Segment Start: Document extract
Rose, who opened a mayoral campaign account with the Campaign Finance Board last week, will soon give up his House seat, having lost reelection to Republican Nicole Malliotakis last month. His base on Staten Island and in southern Brooklyn has some of the lowest turnouts in Democratic primaries, and the positions he has taken during his single term in Congress could put him at odds with key voting blocs elsewhere in the city. And, in any case, no Staten Islander has been elected mayor since the city's consolidation in 1898.

In an email to supporters on Sunday, Rose, a decorated U.S. Army veteran, portrayed himself as an outsider eager to take on the city’s problems.

“It wasn’t just a pandemic, but generations of politicians and power brokers who dug this hole. Now they’re telling us they’ll fix it while still holding the shovel? Come on,” the email said.

The last candidate to attempt to launch a mayoral campaign from Rose’s corner of the city was former City Council Member Sal Albanese, who lived in the Bay Ridge section of Brooklyn. He received less than 1 percent of the vote in the 2013 Democratic primary. Rose, however, has many more advantages than Albanese had. He has a bigger district and far higher name recognition, in part because of relentless television ads that aired during his bitter fight against Malliotakis, many of which hammered the mayor as much as his opponent.

“It appears Rose would be the most well-known and passionate foe of [Mayor Bill] de Blasio, and is positioned to blast away for every misstep of pandemic management,” said Richard Flanagan, a political science professor at The College of Staten Island. “A congressional district is not a bad base from which to launch a campaign because, unlike more than half the field, he has a geographic base.”

Rose garnered more than 137,000 votes in his House race, which would seem like a solid base of support from which to launch a citywide campaign. But history would suggest few of those voters will turn out in next year’s June primary.

In 2013, the most recent Democratic mayoral primary when there was an open seat, Staten Island accounted for just 3 percent of the total turnout. Brooklyn voters made up one-third of the electorate, slightly ahead of Manhattan. But turnout varied widely within the borough.
Segment End: Document extract
Segment Start: Material shown
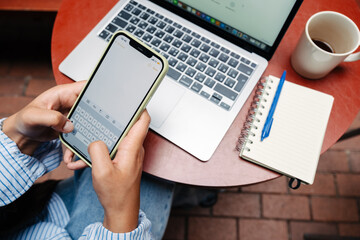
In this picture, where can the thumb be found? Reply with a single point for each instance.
(99, 154)
(51, 118)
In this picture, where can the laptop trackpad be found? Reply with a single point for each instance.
(164, 101)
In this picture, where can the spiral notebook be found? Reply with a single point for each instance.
(300, 120)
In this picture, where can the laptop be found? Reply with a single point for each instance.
(217, 51)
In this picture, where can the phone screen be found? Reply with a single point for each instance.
(116, 90)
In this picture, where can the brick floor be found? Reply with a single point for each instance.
(331, 206)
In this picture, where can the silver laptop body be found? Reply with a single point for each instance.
(196, 103)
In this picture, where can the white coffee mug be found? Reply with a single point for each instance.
(329, 38)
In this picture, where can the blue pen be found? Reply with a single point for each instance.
(269, 119)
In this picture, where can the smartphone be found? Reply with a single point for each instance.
(116, 94)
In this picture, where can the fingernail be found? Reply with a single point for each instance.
(69, 126)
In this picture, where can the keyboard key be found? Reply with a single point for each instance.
(187, 38)
(223, 57)
(124, 15)
(134, 20)
(200, 77)
(196, 87)
(151, 29)
(205, 48)
(196, 43)
(201, 66)
(225, 50)
(245, 69)
(168, 38)
(136, 12)
(220, 77)
(224, 105)
(173, 51)
(232, 73)
(172, 62)
(181, 67)
(203, 57)
(223, 68)
(210, 71)
(186, 48)
(164, 47)
(161, 25)
(225, 91)
(173, 74)
(111, 28)
(177, 43)
(209, 82)
(230, 82)
(121, 23)
(190, 72)
(233, 62)
(191, 61)
(213, 52)
(182, 56)
(186, 81)
(195, 53)
(143, 25)
(104, 34)
(216, 98)
(178, 33)
(159, 33)
(169, 29)
(205, 94)
(213, 63)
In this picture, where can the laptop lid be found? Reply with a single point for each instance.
(257, 26)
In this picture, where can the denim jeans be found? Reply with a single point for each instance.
(84, 207)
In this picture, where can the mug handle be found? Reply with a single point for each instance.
(353, 57)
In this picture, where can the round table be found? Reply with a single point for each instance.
(225, 169)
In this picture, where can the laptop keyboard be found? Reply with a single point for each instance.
(197, 63)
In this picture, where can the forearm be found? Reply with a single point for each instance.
(19, 171)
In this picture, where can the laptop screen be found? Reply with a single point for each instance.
(258, 25)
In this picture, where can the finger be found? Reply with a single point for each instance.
(139, 130)
(79, 164)
(49, 118)
(68, 156)
(99, 155)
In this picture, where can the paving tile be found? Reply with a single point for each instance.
(333, 161)
(286, 207)
(12, 104)
(324, 184)
(354, 161)
(254, 229)
(204, 228)
(348, 184)
(11, 86)
(278, 185)
(37, 86)
(175, 229)
(237, 205)
(349, 229)
(334, 209)
(298, 229)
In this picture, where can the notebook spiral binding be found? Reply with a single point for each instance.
(254, 111)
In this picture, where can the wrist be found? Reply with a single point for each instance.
(25, 144)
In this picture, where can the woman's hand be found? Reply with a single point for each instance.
(117, 182)
(43, 118)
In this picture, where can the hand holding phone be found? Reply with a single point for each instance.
(118, 91)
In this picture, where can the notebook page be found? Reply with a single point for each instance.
(294, 144)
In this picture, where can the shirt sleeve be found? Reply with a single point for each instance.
(98, 231)
(19, 171)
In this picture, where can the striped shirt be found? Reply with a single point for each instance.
(18, 173)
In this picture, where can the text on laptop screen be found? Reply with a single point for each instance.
(258, 22)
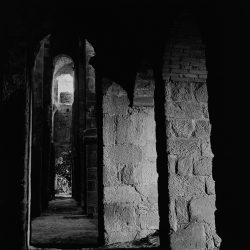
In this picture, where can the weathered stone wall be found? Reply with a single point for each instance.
(62, 124)
(190, 181)
(129, 174)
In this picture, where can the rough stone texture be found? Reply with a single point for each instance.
(191, 238)
(203, 166)
(66, 97)
(129, 172)
(202, 209)
(190, 183)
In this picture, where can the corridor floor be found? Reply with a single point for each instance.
(64, 225)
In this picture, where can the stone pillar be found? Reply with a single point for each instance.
(191, 185)
(129, 171)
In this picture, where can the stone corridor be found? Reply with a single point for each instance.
(63, 224)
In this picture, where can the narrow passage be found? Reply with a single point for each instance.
(64, 225)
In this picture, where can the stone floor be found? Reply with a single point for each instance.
(64, 225)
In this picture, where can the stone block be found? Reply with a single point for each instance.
(202, 128)
(172, 161)
(146, 173)
(119, 223)
(188, 110)
(203, 166)
(181, 210)
(187, 186)
(108, 130)
(146, 101)
(192, 237)
(182, 127)
(149, 150)
(110, 176)
(202, 209)
(204, 108)
(185, 166)
(123, 154)
(183, 147)
(149, 193)
(122, 125)
(121, 194)
(127, 174)
(172, 215)
(210, 185)
(149, 220)
(206, 148)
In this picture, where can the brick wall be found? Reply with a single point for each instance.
(129, 174)
(191, 185)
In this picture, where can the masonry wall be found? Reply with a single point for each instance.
(191, 185)
(129, 171)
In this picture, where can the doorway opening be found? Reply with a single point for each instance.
(62, 100)
(63, 171)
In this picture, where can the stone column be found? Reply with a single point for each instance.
(190, 181)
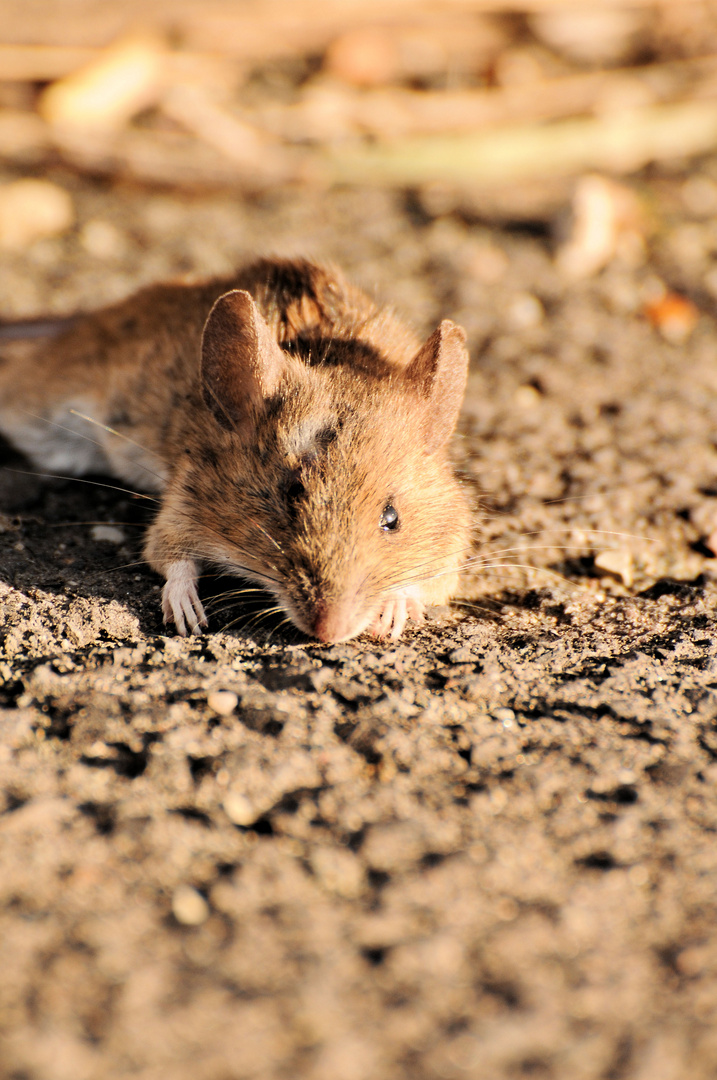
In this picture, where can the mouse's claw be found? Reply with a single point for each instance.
(393, 616)
(180, 603)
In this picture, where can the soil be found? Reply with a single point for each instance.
(486, 851)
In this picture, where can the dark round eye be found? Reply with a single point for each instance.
(294, 491)
(389, 520)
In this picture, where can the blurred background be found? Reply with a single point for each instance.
(536, 113)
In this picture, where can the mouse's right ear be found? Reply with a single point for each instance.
(438, 373)
(241, 365)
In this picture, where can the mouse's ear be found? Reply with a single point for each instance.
(438, 373)
(241, 365)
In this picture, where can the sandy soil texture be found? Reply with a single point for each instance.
(486, 851)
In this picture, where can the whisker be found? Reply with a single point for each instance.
(81, 480)
(119, 434)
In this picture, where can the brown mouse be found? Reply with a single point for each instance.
(296, 431)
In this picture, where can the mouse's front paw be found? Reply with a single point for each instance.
(393, 615)
(180, 603)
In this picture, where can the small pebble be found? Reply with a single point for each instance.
(188, 906)
(224, 702)
(618, 562)
(239, 809)
(32, 210)
(109, 532)
(463, 656)
(525, 312)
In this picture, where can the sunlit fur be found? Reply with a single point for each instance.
(346, 424)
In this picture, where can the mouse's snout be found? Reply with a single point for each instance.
(333, 621)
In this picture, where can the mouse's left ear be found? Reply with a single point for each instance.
(241, 365)
(438, 373)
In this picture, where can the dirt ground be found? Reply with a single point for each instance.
(486, 851)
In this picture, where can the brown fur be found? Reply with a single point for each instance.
(310, 413)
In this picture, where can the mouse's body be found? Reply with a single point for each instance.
(296, 432)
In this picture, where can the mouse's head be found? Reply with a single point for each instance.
(333, 487)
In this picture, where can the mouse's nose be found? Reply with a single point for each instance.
(332, 621)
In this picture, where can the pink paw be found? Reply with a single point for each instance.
(180, 603)
(393, 615)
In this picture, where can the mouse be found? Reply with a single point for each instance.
(295, 431)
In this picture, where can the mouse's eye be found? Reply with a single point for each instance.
(294, 491)
(389, 520)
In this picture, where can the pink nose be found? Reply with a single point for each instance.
(329, 622)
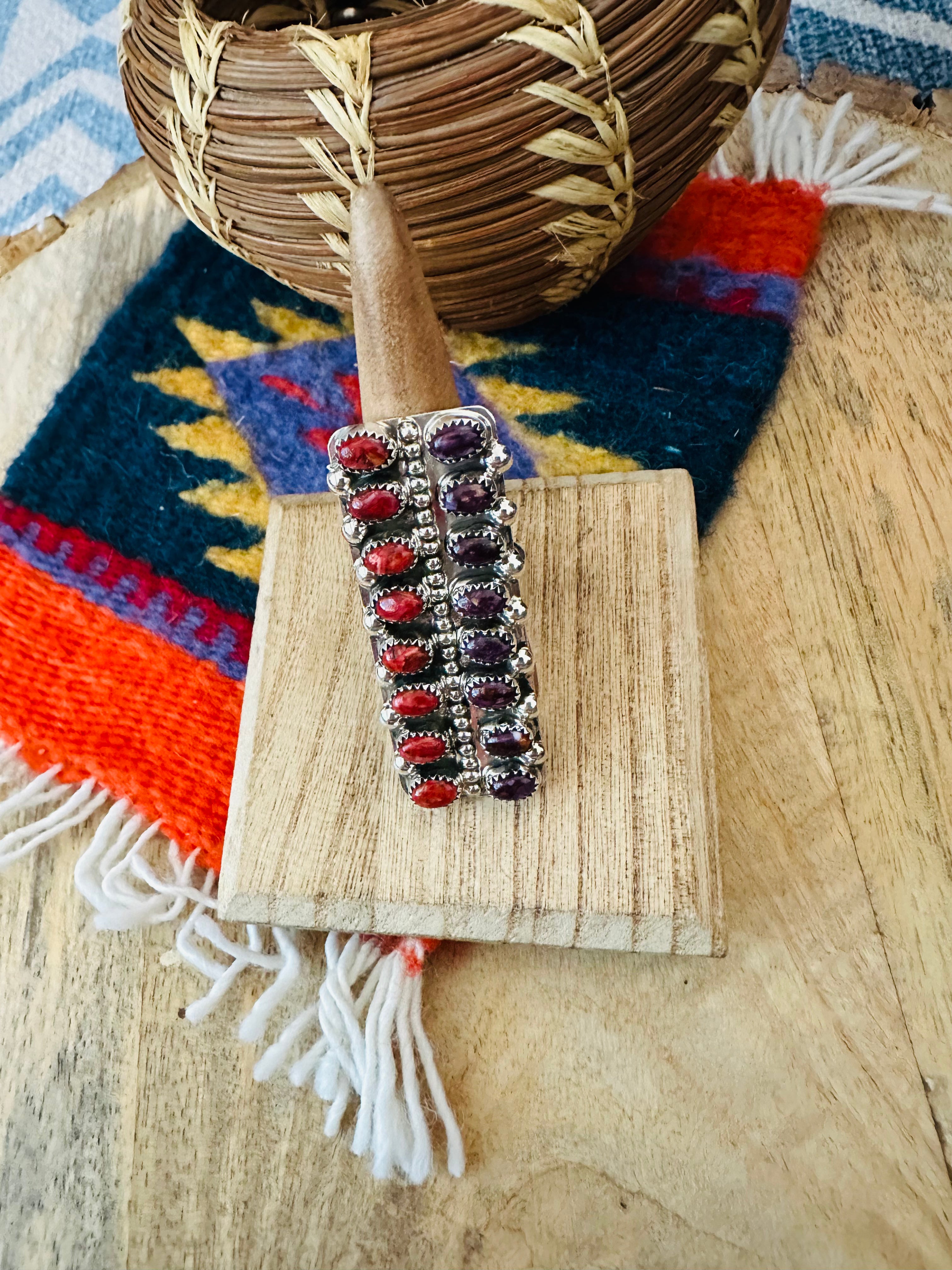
Segment End: Material shown
→ Work order A: In the article on Max Rose's mayoral bid, what share of the vote did Sal Albanese get in the 2013 Democratic primary?
→ Work order B: Switch "137,000" to "140,000" in the article on Rose's mayoral bid, and write out the passage from "Rose garnered more" to "within the borough." with that change.

→ Problem solution A: Less than 1 percent.

→ Problem solution B:
Rose garnered more than 140,000 votes in his House race, which would seem like a solid base of support from which to launch a citywide campaign. But history would suggest few of those voters will turn out in next year’s June primary.

In 2013, the most recent Democratic mayoral primary when there was an open seat, Staten Island accounted for just 3 percent of the total turnout. Brooklyn voters made up one-third of the electorate, slightly ahead of Manhattan. But turnout varied widely within the borough.